--- DATA SUPPLIED ---
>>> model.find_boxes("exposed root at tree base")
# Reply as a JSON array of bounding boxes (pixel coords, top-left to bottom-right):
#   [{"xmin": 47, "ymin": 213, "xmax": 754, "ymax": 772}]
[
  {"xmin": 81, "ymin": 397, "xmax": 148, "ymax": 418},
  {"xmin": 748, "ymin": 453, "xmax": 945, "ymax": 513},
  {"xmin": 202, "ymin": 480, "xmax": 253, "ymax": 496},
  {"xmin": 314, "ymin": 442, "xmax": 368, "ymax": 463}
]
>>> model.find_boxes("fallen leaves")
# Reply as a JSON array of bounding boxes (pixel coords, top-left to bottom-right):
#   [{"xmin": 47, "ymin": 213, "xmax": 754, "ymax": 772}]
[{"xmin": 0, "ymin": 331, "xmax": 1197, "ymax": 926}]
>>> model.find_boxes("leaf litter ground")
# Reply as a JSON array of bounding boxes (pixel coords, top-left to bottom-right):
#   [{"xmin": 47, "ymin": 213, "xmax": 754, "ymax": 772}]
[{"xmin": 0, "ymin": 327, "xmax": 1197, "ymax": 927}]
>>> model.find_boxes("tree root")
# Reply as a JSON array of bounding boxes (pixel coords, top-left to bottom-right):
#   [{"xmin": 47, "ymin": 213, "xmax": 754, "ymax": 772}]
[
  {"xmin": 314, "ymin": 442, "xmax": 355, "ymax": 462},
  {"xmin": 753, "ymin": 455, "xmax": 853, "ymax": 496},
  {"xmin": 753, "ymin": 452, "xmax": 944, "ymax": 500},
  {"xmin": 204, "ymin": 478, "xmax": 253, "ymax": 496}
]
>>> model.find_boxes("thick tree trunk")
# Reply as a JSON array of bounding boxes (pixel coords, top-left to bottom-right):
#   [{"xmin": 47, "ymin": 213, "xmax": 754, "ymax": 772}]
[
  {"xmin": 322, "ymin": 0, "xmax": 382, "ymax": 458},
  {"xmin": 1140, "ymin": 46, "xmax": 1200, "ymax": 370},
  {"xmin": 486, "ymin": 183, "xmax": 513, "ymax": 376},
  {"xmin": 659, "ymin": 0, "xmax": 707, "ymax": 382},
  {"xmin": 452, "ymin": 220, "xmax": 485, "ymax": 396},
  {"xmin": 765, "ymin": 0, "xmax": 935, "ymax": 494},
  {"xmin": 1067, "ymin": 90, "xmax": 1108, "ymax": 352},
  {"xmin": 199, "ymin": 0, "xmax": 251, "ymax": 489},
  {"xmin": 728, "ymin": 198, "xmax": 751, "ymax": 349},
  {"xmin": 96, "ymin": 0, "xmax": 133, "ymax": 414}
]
---
**TASK DIRECTIONS**
List all lines above in which the string "tree" appears.

**EXERCISE RESPONSE**
>>> model.find_boxes("exposed root at tree base")
>>> model.find_boxes("tree root")
>>> model.find_boxes("thick tree trunk")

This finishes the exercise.